Brief A – Reproduce word for word the part of the MFA passage between "The niece suffered" and "by legal process.", inclusive.
Brief B – List every word in the MFA passage that names a specific family relationship, such as sibling or cousin. Leave out general terms like heir, descendant, ancestor and inheritor.

Given text –
The MFA is not a profit making company. It is part of the community. The art it is entrusted to hold, preserve and exhibit is part of our shared patrimony.

Or have we become so self-centered that the concept of a shared, or social patrimony is not longer part of our self-definition?

These spurious claims of inheritance is further tainted by the fact that the art then becomes a cash cow. The "Portrait of Adele Bloch-Bauer I" was yanked from one public institution by a descendant claiming ownership, who then flipped it for over $100 million. The grand-niece involved in this transfer of wealth (ironically benefiting the New York public) purposely ignored the wishes of the aunt from whom she claimed inheritance. Claiming to be an heir and yet ignoring the clearly dictated intention of the ancestor: greed pure and simple. Granted greed by itself is merely a state of mind and can not be made illegal; yet it is state of mind that acted out is immoral.

A hypocrisy is further committed when this restitution is limited to Nazi war booty. To give this preferential treatment concerning claims of property to descendants of victims of Nazi horrors is to ignore the equally valid claims of other people who suffered attempts at genocide; otherwise Native Americans have valid claims for the land that their ancestors were forced to abandon.

Is it unfair, or even an injustice, that this descendant does not get to enjoy seeing the painting hang in her living room? That is a meaningless question. It is impossible to know whether the painting would have ever wound up on her living room wall had the Nazis never existed. For any number of reasons her uncle, or a direct inheritor, might have sold or given away the painting.

The niece suffered no loss; her property was never touched. She wants something that never belonged to her and under other circumstances merely might have passed on to her. She wants the painting (or money) because of might haves and could have beens.

I am glad the MFA won. It a wondrous painting and one which I would sorely miss if it was stolen by legal process.

Entries drawn from a collection

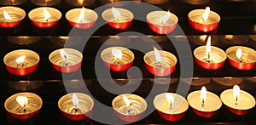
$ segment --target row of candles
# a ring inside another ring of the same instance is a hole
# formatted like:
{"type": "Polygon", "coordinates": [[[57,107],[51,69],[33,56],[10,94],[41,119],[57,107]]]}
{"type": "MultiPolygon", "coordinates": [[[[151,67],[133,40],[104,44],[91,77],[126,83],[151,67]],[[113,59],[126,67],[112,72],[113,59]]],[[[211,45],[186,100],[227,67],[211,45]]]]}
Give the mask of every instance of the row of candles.
{"type": "MultiPolygon", "coordinates": [[[[176,69],[177,60],[174,54],[164,50],[148,52],[144,57],[144,65],[153,75],[165,77],[176,69]]],[[[211,46],[211,37],[206,46],[194,50],[195,61],[207,70],[218,70],[224,65],[228,57],[230,64],[242,71],[252,70],[256,65],[256,51],[243,46],[233,46],[226,52],[211,46]]],[[[135,59],[134,54],[124,47],[109,47],[101,53],[103,63],[113,71],[128,70],[135,59]]],[[[3,62],[7,71],[15,75],[25,76],[33,72],[38,66],[39,55],[27,49],[18,49],[8,53],[3,62]]],[[[51,65],[58,71],[71,73],[78,71],[82,65],[83,54],[73,48],[60,48],[49,55],[51,65]]]]}
{"type": "MultiPolygon", "coordinates": [[[[192,111],[202,117],[212,117],[218,113],[222,104],[236,115],[246,115],[255,105],[254,98],[247,92],[240,90],[238,85],[222,92],[220,98],[207,91],[191,92],[187,99],[174,93],[163,93],[155,96],[154,106],[159,115],[167,121],[178,121],[183,117],[189,105],[192,111]]],[[[32,93],[19,93],[8,98],[4,103],[6,111],[18,119],[27,119],[38,114],[43,100],[32,93]]],[[[132,122],[139,120],[147,110],[147,102],[138,95],[124,94],[118,95],[112,101],[116,115],[123,121],[132,122]]],[[[62,96],[58,101],[61,112],[67,118],[73,121],[92,116],[93,99],[82,93],[71,93],[62,96]]]]}
{"type": "MultiPolygon", "coordinates": [[[[8,6],[0,8],[0,26],[9,28],[19,25],[25,18],[26,12],[22,9],[8,6]]],[[[37,8],[28,14],[32,24],[41,28],[55,26],[61,16],[59,10],[49,7],[37,8]]],[[[103,11],[102,16],[111,27],[119,30],[128,28],[134,18],[130,10],[121,8],[108,9],[103,11]]],[[[188,16],[190,26],[203,32],[213,31],[220,21],[220,16],[210,11],[209,7],[206,9],[192,10],[188,16]]],[[[178,18],[169,11],[153,11],[148,13],[146,18],[151,30],[159,34],[168,34],[173,31],[178,21],[178,18]]],[[[69,10],[66,14],[66,19],[73,27],[88,29],[96,23],[98,15],[91,9],[81,8],[69,10]]]]}

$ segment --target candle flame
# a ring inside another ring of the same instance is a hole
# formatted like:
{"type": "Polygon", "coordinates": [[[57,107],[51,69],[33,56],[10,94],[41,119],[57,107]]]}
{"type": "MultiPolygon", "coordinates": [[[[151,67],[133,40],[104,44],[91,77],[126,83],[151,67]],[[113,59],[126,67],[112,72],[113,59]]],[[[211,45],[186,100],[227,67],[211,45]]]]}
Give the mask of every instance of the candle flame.
{"type": "Polygon", "coordinates": [[[237,58],[241,59],[242,54],[242,50],[241,48],[238,48],[236,52],[236,55],[237,58]]]}
{"type": "Polygon", "coordinates": [[[165,24],[169,20],[170,15],[171,15],[171,13],[170,13],[170,11],[168,11],[168,12],[166,12],[166,15],[161,16],[159,20],[162,24],[165,24]]]}
{"type": "Polygon", "coordinates": [[[78,106],[79,104],[79,98],[77,97],[77,94],[73,94],[72,95],[72,102],[73,104],[73,105],[75,106],[78,106]]]}
{"type": "Polygon", "coordinates": [[[200,94],[202,105],[204,105],[204,104],[206,103],[207,94],[207,88],[205,86],[203,86],[201,89],[201,94],[200,94]]]}
{"type": "Polygon", "coordinates": [[[4,16],[5,20],[7,20],[9,21],[10,21],[12,20],[6,10],[3,10],[3,16],[4,16]]]}
{"type": "Polygon", "coordinates": [[[119,48],[112,48],[112,55],[113,55],[117,59],[122,59],[123,57],[123,53],[122,50],[119,48]]]}
{"type": "Polygon", "coordinates": [[[201,16],[203,22],[205,22],[208,20],[209,14],[210,14],[210,7],[207,7],[204,14],[201,16]]]}
{"type": "Polygon", "coordinates": [[[84,13],[85,13],[85,8],[82,8],[81,12],[79,14],[79,21],[82,22],[82,20],[84,20],[84,13]]]}
{"type": "Polygon", "coordinates": [[[121,13],[113,7],[112,7],[112,13],[113,13],[113,17],[116,20],[119,20],[119,18],[121,17],[121,13]]]}
{"type": "Polygon", "coordinates": [[[48,21],[48,20],[51,17],[50,14],[45,9],[44,9],[43,11],[44,14],[44,20],[45,20],[45,21],[48,21]]]}
{"type": "Polygon", "coordinates": [[[26,55],[21,55],[18,57],[15,61],[17,64],[20,64],[22,63],[25,60],[25,59],[26,59],[26,55]]]}
{"type": "Polygon", "coordinates": [[[126,106],[127,107],[130,107],[130,105],[131,105],[131,101],[128,99],[128,98],[125,96],[125,95],[122,95],[123,96],[123,99],[124,99],[124,101],[125,101],[125,105],[126,105],[126,106]]]}
{"type": "Polygon", "coordinates": [[[27,97],[26,96],[18,96],[16,98],[16,101],[22,107],[25,107],[27,105],[27,97]]]}
{"type": "Polygon", "coordinates": [[[157,62],[160,62],[161,61],[161,56],[160,54],[159,54],[159,51],[157,50],[156,48],[153,47],[154,48],[154,56],[155,56],[155,60],[157,62]]]}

Task answer A –
The niece suffered no loss; her property was never touched. She wants something that never belonged to her and under other circumstances merely might have passed on to her. She wants the painting (or money) because of might haves and could have beens.

I am glad the MFA won. It a wondrous painting and one which I would sorely miss if it was stolen by legal process.

Task answer B –
grand-niece
aunt
uncle
niece